Excerpted passage —

Nahko & Medicine for the People tour Hawaii
BY ELIZABETH KIESZKOWSKI / email@example.com
Listen to his music and you’ll know Nahko, frontman of Nahko & Medicine for the People, brims with opinions. He was laid back, though, during a phone call in between gigs in Florida, listening in as bandmate Hope Medford explained what they had been up to — until I asked what they’d been learning from fans across the country.
NAHKO & MEDICINE FOR THE PEOPLE
With local openers Paula Fuga and Mike Love
» Where: The Republik, 1349 Kapiolani Blvd.
“People are definitely getting bored with robotic, boring music!” he suddenly erupted, flashing a glimmer of his declarative power on stage.
Nahko’s music feels like that — it’s a gush of pulsating, emotionally searing and personally revealing storytelling, colored with exhortations for change and intensified with open-hearted energy.
It definitely won’t bore you, though it might disrupt the expectations of people unfamiliar with his blend of earnest songcraft, rock and hip-hop lyricism.
The band, with ties to Hawaii and American roots, in the deepest sense of the word, arrives at The Republik on Saturday.
MEDICINE for the People was about to play a gig in Tallahassee, Fla., on Oct. 29, the day Nahko and Medford talked to the Star-Advertiser. They were nearing the end of a U.S. tour with SoJah, traveling by van.

Dataset extract —
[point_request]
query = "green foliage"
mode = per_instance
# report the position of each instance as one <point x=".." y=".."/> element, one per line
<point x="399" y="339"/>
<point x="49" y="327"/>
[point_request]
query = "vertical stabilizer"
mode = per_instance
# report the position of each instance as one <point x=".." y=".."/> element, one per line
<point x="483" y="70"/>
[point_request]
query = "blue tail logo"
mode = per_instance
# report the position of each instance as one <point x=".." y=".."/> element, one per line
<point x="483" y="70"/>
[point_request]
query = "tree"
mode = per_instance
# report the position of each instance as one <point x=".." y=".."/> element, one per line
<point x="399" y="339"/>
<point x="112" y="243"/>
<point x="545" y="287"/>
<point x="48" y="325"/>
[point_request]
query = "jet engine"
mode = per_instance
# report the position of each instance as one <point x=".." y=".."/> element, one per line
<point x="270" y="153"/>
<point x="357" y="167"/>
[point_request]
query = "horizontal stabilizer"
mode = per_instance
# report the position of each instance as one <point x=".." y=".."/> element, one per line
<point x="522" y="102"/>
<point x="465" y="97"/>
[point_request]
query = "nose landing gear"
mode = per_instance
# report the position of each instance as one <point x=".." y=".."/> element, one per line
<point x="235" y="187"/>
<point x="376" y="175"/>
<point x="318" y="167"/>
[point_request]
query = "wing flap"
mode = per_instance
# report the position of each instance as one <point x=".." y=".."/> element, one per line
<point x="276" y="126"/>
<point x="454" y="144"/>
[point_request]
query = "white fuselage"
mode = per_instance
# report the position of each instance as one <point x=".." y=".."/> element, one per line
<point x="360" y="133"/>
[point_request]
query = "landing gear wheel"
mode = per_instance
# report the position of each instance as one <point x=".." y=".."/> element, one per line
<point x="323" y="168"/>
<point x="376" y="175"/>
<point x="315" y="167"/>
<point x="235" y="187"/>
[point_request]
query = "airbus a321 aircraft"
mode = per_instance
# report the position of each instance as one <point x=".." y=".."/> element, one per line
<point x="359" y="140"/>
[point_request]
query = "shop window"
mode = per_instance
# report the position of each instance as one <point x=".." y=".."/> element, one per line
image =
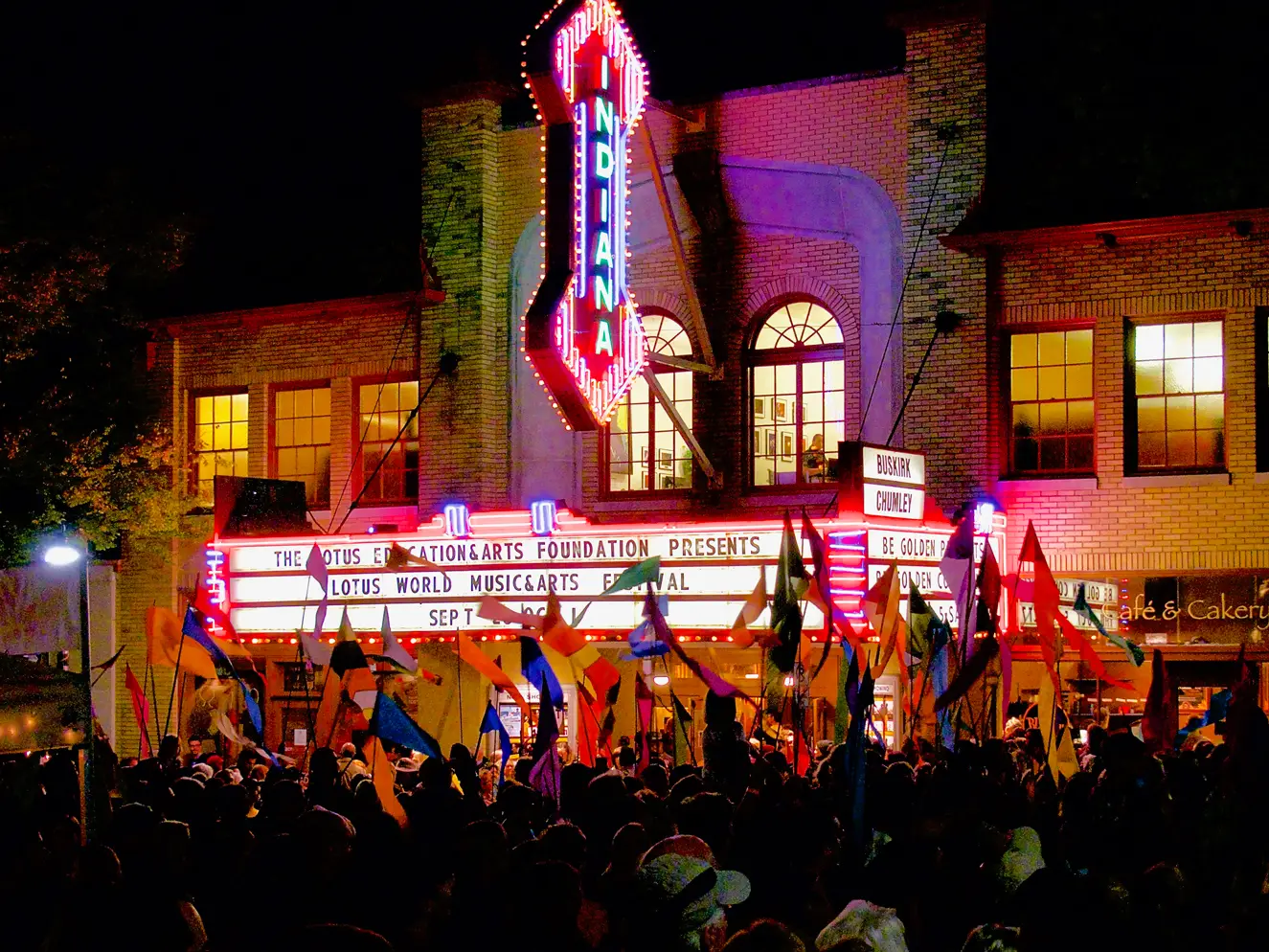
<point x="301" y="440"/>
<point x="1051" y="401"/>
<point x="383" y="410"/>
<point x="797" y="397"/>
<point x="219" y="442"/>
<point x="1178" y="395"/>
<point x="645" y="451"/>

What to do —
a) Reproduce the part of the Nahko article starting at "It definitely won’t" and ending at "Republik on Saturday.", swapping "Saturday" for "Sunday".
b) Translate this sentence from the Nahko article into Spanish: "The band, with ties to Hawaii and American roots, in the deepest sense of the word, arrives at The Republik on Saturday."
c) Answer these questions using the Nahko article:
(i) What is the address of The Republik?
(ii) Which bandmate explained what the band had been up to during the phone call?
(iii) With which act was the band touring the U.S.?
The material was taken from a different source than the Nahko article.

Answers to this exercise —
a)
It definitely won’t bore you, though it might disrupt the expectations of people unfamiliar with his blend of earnest songcraft, rock and hip-hop lyricism.
The band, with ties to Hawaii and American roots, in the deepest sense of the word, arrives at The Republik on Sunday.

b) La banda, con vínculos con Hawái y raíces americanas, en el sentido más profundo de la palabra, llega a The Republik el sábado.

c)
(i) 1349 Kapiolani Blvd.
(ii) Hope Medford
(iii) SoJah